= TASK DESCRIPTION =
Each line below with the string "black" should be copied.

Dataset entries
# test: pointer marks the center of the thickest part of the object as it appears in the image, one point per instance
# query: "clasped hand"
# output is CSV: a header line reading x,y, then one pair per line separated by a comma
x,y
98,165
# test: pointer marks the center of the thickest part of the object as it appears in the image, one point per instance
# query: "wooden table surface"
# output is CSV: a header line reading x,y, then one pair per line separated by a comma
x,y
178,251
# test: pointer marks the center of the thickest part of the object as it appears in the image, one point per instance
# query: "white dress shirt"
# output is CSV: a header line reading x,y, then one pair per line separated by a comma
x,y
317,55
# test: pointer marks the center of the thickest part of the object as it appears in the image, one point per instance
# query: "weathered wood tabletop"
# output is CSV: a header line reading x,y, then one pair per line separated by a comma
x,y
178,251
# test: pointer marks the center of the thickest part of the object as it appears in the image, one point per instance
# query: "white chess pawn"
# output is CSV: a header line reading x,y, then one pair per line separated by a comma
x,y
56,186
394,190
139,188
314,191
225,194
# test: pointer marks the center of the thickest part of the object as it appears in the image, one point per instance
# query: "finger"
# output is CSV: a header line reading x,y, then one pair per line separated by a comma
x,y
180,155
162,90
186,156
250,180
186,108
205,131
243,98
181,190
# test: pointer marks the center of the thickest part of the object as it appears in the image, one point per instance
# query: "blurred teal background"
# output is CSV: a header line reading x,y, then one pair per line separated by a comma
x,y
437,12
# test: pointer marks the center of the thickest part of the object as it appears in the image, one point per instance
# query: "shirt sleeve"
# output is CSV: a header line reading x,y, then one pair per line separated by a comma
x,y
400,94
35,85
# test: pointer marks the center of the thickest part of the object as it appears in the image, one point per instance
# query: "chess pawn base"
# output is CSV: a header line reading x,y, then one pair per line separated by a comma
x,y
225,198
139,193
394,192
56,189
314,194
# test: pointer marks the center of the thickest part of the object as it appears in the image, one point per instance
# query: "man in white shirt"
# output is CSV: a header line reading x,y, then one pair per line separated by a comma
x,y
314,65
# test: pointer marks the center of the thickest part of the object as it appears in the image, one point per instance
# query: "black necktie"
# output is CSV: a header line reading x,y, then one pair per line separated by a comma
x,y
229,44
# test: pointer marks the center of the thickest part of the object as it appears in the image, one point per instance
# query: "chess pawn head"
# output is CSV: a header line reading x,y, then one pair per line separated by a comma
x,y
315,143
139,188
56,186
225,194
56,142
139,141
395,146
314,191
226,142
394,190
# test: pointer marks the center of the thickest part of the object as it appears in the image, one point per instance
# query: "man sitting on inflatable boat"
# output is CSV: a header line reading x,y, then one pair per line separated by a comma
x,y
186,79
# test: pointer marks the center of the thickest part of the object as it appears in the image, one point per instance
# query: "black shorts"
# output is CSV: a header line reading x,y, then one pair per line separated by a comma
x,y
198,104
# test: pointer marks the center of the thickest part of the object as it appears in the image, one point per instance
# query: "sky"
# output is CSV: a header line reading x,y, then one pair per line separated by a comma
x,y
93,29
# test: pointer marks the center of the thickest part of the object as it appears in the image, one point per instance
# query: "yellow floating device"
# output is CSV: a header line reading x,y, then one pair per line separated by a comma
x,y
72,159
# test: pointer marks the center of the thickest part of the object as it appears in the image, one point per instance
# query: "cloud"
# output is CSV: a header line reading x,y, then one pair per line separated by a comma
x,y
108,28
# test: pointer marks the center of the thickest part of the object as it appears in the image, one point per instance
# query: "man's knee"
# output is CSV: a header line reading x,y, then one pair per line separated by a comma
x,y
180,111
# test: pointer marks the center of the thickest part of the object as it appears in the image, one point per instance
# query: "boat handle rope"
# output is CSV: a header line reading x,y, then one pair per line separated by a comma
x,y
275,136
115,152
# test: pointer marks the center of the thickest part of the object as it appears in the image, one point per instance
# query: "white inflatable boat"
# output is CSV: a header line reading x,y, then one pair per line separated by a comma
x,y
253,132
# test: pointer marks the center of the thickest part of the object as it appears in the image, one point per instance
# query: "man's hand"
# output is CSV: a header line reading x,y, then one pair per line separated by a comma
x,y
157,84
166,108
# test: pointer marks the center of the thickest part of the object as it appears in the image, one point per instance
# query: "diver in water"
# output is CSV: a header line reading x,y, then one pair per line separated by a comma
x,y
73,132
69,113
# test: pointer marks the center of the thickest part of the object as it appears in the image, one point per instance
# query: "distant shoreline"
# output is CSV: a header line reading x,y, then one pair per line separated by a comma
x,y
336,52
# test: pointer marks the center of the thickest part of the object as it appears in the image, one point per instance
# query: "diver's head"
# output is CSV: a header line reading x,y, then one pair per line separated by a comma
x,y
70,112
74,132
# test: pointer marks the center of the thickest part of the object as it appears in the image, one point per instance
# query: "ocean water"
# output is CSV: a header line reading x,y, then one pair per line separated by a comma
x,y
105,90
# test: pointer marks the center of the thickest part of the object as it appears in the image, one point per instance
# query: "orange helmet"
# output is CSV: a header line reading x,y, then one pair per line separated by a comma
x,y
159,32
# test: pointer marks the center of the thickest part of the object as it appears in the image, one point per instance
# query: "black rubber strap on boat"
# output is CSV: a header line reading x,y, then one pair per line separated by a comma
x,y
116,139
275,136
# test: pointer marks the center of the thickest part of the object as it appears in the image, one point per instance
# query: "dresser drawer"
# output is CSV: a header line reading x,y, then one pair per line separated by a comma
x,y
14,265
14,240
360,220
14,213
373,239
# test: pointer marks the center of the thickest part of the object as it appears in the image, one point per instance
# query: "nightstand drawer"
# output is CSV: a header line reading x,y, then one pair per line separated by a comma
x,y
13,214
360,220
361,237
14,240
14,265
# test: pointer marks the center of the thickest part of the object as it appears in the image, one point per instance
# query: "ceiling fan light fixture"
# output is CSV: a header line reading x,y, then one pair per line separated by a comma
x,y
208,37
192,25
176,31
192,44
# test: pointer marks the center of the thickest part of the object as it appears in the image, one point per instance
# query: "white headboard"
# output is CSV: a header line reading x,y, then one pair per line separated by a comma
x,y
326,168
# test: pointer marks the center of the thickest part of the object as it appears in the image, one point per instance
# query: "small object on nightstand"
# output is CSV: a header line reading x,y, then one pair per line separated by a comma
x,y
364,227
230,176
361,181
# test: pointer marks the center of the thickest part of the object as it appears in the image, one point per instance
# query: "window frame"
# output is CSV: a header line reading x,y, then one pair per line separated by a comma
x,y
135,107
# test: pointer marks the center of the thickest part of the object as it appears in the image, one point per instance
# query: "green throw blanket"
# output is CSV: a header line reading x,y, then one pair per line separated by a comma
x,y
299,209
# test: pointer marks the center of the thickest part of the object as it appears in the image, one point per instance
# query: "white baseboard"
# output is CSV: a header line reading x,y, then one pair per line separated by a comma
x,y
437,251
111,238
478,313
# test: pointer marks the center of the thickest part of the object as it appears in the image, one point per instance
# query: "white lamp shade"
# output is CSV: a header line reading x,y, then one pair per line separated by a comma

= EXERCISE RESPONSE =
# query: "black necktie"
# query: "black shorts"
# query: "black rubber strap on boat"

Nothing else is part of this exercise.